-------- Dataset records

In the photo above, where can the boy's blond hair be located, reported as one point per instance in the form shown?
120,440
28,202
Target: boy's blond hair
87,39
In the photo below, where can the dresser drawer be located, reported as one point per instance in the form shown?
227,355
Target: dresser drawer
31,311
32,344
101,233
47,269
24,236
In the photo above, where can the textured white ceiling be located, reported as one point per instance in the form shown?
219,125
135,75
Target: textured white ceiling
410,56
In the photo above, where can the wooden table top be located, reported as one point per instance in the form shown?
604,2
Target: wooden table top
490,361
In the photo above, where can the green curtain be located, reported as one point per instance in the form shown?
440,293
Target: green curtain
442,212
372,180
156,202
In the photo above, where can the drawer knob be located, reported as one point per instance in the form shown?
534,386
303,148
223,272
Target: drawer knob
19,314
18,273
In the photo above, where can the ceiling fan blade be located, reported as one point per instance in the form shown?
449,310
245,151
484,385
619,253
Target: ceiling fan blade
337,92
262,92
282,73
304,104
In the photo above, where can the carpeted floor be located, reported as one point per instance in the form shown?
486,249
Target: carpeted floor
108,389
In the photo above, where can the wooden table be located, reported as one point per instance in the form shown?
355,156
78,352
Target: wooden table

----------------

■ **Directions**
The whole of the data is to be copied out word for word.

■ **Answer section**
In the photo above, where can the boy's blond hair be located, reported as one point per instance in the form shown?
120,440
28,202
Target: boy's blond hair
87,39
In the photo below, where can the dresser drawer be located, reported as one point per instance in the form shown?
227,355
Target: dresser drawer
31,311
32,344
101,233
47,269
24,236
In the photo above, where can the textured white ceiling be located, reported as one point per instance in the form shown?
219,125
135,75
Target: textured white ceiling
410,56
In the photo above, where can the wooden table top be located, reported as one point per instance in the form shown?
604,2
Target: wooden table top
490,361
In the photo above, where can the green curtain be located, reported as one point per instance in the form shown?
440,293
Target: green curtain
442,212
372,180
156,202
In the photo above, where can the drawer knob be located, reported as one point per instance in the form shown?
534,386
303,148
223,272
Target: drawer knob
19,314
18,273
In the photo above, where can the ceiling fan blade be located, reported as one point per instance in the form shown?
449,310
245,151
484,385
619,253
Target: ceiling fan blade
337,92
262,92
282,73
304,104
In the photo above, where can the carpeted floor be located, reported as one point per instance in the form shown?
486,249
Target: carpeted floor
108,389
In the photo above, where can the wooden table be located, reported as one point per instance in the form shown?
355,156
78,352
Target: wooden table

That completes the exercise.